» **What is required**
Every line from the one with "Our analyst would appreciate it if you could outline the alloy" to the end of the data needs to be copied exactly, and no line before it.

### Records supplied

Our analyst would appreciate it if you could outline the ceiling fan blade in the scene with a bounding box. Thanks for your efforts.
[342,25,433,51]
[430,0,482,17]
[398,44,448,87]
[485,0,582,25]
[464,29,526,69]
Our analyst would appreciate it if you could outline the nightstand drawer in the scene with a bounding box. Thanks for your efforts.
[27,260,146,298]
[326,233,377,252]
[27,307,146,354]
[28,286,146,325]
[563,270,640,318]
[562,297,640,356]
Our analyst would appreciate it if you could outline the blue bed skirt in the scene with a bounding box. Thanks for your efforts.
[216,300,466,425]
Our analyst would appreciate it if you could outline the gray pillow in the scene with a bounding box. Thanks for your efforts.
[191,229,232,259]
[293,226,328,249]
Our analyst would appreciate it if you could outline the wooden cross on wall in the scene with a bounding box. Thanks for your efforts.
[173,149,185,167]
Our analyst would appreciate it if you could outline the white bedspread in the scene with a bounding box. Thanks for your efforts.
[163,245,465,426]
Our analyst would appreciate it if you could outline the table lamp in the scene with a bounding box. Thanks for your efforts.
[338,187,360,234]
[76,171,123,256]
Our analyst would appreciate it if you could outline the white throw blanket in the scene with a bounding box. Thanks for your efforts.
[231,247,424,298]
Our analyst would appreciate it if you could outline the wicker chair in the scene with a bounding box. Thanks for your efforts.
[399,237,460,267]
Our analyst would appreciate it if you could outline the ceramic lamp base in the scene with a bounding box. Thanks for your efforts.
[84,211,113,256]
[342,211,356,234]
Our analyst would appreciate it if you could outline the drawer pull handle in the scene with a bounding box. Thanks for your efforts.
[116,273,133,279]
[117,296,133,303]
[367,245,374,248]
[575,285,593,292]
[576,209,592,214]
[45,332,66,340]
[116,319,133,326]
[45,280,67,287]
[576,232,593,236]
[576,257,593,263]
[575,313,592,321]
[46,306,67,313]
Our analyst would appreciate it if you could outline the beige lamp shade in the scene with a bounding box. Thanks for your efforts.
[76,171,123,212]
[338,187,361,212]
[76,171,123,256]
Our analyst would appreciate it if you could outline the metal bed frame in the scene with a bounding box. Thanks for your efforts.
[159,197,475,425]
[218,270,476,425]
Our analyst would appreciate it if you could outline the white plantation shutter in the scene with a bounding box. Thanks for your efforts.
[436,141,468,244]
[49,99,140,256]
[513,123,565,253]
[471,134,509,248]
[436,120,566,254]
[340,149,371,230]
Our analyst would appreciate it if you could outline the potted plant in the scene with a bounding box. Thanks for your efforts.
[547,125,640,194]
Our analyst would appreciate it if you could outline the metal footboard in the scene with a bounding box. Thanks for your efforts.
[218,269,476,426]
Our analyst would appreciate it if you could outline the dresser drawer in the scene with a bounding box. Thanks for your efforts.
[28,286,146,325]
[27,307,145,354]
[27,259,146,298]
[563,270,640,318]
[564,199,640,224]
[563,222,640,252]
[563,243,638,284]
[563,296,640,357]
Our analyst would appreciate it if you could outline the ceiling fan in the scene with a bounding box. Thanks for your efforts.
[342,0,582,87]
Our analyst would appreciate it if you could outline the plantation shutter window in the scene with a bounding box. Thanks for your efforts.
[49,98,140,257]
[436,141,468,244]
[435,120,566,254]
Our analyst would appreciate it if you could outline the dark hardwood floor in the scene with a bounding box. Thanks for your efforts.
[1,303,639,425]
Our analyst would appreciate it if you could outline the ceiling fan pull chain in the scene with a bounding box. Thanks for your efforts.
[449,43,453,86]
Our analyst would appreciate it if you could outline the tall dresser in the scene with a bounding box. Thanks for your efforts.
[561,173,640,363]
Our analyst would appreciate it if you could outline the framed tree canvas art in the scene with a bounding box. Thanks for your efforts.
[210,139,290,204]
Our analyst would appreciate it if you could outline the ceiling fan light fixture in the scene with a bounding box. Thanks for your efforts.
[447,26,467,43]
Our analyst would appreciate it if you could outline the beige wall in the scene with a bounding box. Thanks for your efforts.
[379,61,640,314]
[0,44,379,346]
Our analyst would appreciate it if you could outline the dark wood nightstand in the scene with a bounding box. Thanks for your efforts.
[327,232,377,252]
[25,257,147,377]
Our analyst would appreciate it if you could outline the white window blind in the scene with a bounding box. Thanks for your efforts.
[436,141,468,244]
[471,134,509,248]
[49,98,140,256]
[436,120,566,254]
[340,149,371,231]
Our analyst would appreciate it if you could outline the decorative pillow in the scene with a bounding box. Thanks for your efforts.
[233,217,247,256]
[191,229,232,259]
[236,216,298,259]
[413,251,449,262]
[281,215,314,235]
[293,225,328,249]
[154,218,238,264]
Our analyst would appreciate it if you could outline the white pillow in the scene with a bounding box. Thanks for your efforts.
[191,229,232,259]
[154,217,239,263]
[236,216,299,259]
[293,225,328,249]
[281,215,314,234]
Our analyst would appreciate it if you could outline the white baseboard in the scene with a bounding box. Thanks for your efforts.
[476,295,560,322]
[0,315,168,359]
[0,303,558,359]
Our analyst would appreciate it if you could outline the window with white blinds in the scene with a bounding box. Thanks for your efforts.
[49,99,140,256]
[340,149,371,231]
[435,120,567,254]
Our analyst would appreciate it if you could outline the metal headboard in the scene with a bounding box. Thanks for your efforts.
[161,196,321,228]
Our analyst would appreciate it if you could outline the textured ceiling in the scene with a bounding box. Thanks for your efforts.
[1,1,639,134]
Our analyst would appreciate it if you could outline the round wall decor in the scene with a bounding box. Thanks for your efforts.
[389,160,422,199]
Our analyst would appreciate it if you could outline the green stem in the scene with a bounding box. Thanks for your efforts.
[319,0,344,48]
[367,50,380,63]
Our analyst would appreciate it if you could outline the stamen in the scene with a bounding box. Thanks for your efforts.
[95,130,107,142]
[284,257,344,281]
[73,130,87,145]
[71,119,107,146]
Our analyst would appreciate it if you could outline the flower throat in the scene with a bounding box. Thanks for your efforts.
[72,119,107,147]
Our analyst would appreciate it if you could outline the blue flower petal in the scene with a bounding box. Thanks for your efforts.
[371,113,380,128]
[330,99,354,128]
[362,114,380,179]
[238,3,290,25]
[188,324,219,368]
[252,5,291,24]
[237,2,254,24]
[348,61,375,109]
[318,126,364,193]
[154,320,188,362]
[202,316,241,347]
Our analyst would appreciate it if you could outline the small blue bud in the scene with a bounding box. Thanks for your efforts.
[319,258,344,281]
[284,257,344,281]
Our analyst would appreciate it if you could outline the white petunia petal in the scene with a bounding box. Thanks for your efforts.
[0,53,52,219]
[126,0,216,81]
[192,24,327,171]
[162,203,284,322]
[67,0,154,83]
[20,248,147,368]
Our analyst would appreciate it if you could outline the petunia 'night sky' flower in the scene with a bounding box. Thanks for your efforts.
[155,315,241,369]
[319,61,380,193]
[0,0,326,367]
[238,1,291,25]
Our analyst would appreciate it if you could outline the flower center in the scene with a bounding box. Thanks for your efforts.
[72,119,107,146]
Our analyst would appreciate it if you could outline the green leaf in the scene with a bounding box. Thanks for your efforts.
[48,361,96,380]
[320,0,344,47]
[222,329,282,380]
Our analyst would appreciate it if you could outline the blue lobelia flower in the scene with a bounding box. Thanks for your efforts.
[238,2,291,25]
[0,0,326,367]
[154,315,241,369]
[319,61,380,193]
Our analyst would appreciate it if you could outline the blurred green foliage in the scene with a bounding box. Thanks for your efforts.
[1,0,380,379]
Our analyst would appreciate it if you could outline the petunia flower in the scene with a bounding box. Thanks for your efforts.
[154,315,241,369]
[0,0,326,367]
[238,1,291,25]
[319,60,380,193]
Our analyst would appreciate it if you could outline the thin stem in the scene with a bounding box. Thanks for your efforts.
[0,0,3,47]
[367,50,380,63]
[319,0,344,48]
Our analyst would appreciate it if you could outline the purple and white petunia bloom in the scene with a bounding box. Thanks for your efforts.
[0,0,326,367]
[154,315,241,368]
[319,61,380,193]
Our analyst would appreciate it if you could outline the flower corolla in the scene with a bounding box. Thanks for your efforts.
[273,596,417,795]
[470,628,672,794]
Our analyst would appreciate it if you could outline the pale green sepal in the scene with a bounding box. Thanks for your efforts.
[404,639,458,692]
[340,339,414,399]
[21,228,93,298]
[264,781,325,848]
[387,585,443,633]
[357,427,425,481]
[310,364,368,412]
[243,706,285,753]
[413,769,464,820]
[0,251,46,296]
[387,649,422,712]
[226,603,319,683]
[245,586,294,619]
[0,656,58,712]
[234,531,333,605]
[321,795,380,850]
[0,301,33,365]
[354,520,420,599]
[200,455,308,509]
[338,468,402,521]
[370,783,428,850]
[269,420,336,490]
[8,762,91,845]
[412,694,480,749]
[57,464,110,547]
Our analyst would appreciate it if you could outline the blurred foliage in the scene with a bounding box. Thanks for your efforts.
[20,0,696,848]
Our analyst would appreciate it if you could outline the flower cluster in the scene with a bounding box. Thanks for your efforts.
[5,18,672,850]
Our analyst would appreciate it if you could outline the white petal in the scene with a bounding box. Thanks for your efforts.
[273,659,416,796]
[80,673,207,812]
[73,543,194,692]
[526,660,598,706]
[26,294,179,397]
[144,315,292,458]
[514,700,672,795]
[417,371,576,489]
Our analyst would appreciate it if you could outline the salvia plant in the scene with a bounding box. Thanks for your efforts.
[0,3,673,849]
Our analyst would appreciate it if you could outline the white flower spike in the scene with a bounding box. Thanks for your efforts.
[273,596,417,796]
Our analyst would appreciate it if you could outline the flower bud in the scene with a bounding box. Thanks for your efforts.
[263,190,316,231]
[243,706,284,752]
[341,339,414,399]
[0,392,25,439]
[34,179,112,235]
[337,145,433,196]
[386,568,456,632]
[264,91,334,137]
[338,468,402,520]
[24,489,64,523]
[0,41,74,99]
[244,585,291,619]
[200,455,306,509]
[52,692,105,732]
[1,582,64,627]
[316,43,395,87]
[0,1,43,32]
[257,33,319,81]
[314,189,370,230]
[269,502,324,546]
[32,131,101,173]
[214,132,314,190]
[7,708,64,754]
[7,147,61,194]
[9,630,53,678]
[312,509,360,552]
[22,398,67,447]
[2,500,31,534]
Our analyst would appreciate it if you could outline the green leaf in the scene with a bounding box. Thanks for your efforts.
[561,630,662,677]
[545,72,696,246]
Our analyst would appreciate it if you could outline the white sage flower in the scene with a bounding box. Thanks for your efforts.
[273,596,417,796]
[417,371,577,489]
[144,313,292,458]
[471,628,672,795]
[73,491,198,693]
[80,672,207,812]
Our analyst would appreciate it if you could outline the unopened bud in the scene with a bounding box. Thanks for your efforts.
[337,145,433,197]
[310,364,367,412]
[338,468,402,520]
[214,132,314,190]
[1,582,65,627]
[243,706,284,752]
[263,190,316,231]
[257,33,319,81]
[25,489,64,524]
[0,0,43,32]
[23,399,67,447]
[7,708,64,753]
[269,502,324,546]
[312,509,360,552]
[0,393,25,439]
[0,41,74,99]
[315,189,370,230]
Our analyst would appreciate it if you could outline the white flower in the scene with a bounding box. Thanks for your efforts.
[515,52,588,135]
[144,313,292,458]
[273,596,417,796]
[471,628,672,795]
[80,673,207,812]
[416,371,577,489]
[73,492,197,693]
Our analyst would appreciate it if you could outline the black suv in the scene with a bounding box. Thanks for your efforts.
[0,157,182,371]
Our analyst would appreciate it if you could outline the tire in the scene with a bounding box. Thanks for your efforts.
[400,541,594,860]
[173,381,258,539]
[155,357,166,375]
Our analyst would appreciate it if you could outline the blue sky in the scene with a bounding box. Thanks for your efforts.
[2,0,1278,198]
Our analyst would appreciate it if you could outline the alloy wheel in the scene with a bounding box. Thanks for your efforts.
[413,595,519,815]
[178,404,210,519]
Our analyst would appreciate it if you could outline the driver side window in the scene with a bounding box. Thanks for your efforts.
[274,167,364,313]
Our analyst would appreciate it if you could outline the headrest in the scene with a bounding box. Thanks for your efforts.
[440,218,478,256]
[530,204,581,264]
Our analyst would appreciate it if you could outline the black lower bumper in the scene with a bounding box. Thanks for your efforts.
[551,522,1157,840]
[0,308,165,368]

######

» **Output**
Our analyst would appreciate it if you could outline the alloy wheel in the scene with a bounding box. Thanks for your efforts.
[413,595,519,815]
[178,404,210,519]
Our analyst would appreciate it if you could outline the driver side window in the scene with a bounding box. Thanks for your efforts.
[274,167,364,313]
Our analyst would appreciate it if you could outline the headrest in the scene with a bounding box. Thanks for your efforts.
[440,218,478,256]
[530,204,581,264]
Our analyst would appreciate it if you could outline the black lower bumper in the scene with a bounding box. Thanks for your efforts.
[551,522,1157,840]
[0,308,165,368]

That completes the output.